#### [What you will do]
Produce a character-for-character copy of the data below.

#### [Source records]
»»

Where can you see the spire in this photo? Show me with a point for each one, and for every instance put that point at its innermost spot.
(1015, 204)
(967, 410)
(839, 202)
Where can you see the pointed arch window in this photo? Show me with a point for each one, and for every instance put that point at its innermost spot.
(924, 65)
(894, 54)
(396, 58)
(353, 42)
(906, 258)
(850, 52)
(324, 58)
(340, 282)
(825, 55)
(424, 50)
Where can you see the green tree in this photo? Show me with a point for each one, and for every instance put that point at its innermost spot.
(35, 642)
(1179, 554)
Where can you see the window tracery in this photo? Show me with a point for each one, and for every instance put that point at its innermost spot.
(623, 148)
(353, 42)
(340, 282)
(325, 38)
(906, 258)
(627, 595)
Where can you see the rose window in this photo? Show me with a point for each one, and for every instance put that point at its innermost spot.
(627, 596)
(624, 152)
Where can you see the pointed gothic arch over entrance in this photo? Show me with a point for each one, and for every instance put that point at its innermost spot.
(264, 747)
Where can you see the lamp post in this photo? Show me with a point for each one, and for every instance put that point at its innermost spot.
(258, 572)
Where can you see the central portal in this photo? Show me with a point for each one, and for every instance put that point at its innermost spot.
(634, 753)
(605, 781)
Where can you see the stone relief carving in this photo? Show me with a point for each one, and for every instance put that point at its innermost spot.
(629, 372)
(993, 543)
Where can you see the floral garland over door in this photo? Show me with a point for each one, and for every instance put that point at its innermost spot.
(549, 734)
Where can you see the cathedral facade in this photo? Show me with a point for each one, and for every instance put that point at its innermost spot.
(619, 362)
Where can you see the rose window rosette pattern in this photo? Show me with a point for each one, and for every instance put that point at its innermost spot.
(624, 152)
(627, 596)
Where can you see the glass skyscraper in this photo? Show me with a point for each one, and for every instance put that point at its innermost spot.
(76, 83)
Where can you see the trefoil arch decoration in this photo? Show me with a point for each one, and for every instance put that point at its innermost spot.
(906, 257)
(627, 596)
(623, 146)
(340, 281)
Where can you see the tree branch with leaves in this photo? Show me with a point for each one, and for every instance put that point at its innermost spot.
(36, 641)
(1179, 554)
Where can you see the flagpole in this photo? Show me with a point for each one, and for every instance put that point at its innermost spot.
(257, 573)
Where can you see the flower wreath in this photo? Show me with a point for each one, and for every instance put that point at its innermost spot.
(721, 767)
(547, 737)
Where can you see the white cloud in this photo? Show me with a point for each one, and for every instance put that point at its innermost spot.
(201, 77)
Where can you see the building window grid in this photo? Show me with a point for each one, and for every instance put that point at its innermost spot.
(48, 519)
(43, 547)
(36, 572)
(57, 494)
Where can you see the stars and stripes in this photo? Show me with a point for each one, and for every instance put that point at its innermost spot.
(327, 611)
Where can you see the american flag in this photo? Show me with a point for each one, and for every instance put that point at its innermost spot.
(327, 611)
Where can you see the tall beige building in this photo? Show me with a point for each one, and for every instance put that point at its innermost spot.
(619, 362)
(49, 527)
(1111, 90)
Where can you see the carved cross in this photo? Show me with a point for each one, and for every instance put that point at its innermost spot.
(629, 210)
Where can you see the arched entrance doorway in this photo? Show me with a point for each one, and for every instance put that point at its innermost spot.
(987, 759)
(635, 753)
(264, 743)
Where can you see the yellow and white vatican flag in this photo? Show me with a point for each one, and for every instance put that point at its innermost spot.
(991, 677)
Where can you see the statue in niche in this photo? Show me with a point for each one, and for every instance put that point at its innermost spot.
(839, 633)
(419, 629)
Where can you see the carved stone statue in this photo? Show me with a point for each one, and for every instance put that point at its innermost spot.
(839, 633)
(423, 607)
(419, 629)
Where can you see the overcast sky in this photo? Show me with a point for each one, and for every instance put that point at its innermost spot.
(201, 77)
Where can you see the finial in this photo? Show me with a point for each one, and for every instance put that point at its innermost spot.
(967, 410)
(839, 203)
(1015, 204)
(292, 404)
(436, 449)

««

#### [Your response]
Where can you see the spire in this photo? Show me with a point for each one, and for every instance put that point at its innermost spot.
(1015, 204)
(967, 410)
(839, 202)
Where can you see the pointed arch window in this photo? Show me with a point for each one, and for every instance put that point at its innermost spot.
(924, 65)
(894, 54)
(396, 58)
(353, 42)
(906, 258)
(850, 52)
(324, 58)
(340, 282)
(825, 55)
(424, 50)
Where can you see the green tree in this photo? Show me with a point for each one, and for every instance put that point at its innermost spot.
(35, 642)
(1179, 554)
Where can you see the window tracery in this photo? Show me with a point for each one, and for every instance put that point at its innermost spot.
(623, 148)
(353, 42)
(340, 282)
(325, 38)
(906, 258)
(627, 595)
Where can you see the rose window in this photo? Show me with a point for each one, and for every instance put that point at its innermost spot.
(627, 596)
(624, 152)
Where can you see the pointed gothic arch over entrance in this photo? Show me with a point for each one, and for every instance put that point at its innermost spot.
(264, 747)
Where can you see the lamp post in this photo? Show me with a point for each one, and for every instance put that point at its innermost spot.
(258, 572)
Where can you see the central portal in this photo? Show me with a point for each one, and for every instance put that point at its innermost spot.
(634, 753)
(605, 781)
Where can you see the stone relief carving in this photo? Show me with a point for each one, and for every instance put that point at its innermost spot.
(629, 372)
(993, 543)
Where can you see the floral garland over door in this photo? Show me with a point for each one, and for every instance put that point at its innermost spot.
(549, 734)
Where can you see the cathedral facade in this photo? Show me with a point for each one, and for every instance put that point at its innermost spot.
(619, 362)
Where can you see the rose window rosette pattern in this photo? Show me with a point for each one, and for every instance put that point at its innermost spot.
(624, 152)
(627, 596)
Where can you see the glass skyscraper in this photo? Show me with a point for each one, and for every instance put that point at its innermost spot.
(76, 83)
Where can you see the trefoil arch decoration in this photo? Show me with a point for each one, and for every instance put that point at its innermost spot.
(906, 257)
(627, 596)
(623, 146)
(340, 281)
Where can you see the tree branch with leaves in this photo? Show me with a point for each one, and for every instance put that point at its innermost spot.
(36, 641)
(1179, 554)
Where can you see the flagpole in this photo? Show me with a point for each one, and for every instance put that point at its innermost spot.
(257, 573)
Where can you see the flower wreath in this photo? Show me with a point for each one, and for every instance put that point at its innermost spot.
(721, 767)
(547, 737)
Where can you see the white cloud in this photo? Show me with a point for each one, and for every instance put that point at its innermost spot.
(201, 77)
Where can you see the building window grid in this photo? Show me with a point for each one, and for every instance put that point at its innermost spot.
(48, 519)
(43, 547)
(36, 572)
(57, 494)
Where can you see the stars and stripes in this photo? Show me with a point for each one, and for every instance put that point at its innermost spot.
(327, 611)
Where can you see the american flag in this photo? Show me with a point for each one, and for every instance put that point at its innermost spot.
(327, 611)
Where can you see the tall beige building in this photo? Show me with a point for each one, and for every instance put that point at its innermost spot.
(619, 362)
(49, 527)
(1111, 90)
Where can you see the carved cross in this photo? Show me with a point for each one, and for every instance put that point at its innermost spot.
(629, 210)
Where can you see the arched entrance doorway in this photo? Show me with a point for each one, and for every instance put that point at its innermost spot.
(987, 759)
(635, 753)
(264, 743)
Where can you see the yellow and white vatican flag in this photo? Show me with a point for each one, and for every instance put that point at its innermost spot.
(991, 677)
Where can you see the statue in niche in this photo? Show me with a point for each one, and for every instance put that point at its innermost spot.
(839, 633)
(419, 629)
Where can you see the carved stone statue in this photo? Show me with a point for each one, and for every instance put that point at its innermost spot.
(839, 633)
(423, 607)
(419, 629)
Where can you see the overcast sky in this photo? Show me with a point for each one, and for every instance put that point at its innermost spot.
(201, 77)
Where can you see the finial in this photo? Show me with a point for each one, and for every instance put that point at its innermost spot.
(967, 410)
(839, 203)
(1015, 204)
(292, 404)
(436, 449)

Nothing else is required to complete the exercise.